# Records supplied start

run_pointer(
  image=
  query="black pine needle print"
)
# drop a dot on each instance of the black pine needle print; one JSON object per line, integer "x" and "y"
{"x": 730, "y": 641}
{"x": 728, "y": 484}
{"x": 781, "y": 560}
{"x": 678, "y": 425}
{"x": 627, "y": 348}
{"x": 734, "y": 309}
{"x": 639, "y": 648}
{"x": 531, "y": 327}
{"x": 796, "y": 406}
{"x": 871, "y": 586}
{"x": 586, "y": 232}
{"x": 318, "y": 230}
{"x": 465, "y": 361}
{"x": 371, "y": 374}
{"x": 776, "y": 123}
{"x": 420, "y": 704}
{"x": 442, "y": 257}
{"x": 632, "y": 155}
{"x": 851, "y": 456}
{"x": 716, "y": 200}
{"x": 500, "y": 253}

# Records supplied end

▶ **Required work**
Reproduce every one of the lines above word for word, with nothing changed.

▶ **Output**
run_pointer(
  image=
  query="black pine needle print"
)
# drop a dot on each instance of the black pine needle print; one JSON object per line, integer "x" and "y"
{"x": 730, "y": 641}
{"x": 728, "y": 484}
{"x": 781, "y": 560}
{"x": 678, "y": 425}
{"x": 627, "y": 348}
{"x": 734, "y": 309}
{"x": 639, "y": 648}
{"x": 531, "y": 327}
{"x": 796, "y": 406}
{"x": 871, "y": 586}
{"x": 586, "y": 232}
{"x": 318, "y": 230}
{"x": 465, "y": 361}
{"x": 371, "y": 374}
{"x": 776, "y": 123}
{"x": 420, "y": 704}
{"x": 442, "y": 257}
{"x": 632, "y": 155}
{"x": 851, "y": 456}
{"x": 716, "y": 200}
{"x": 500, "y": 253}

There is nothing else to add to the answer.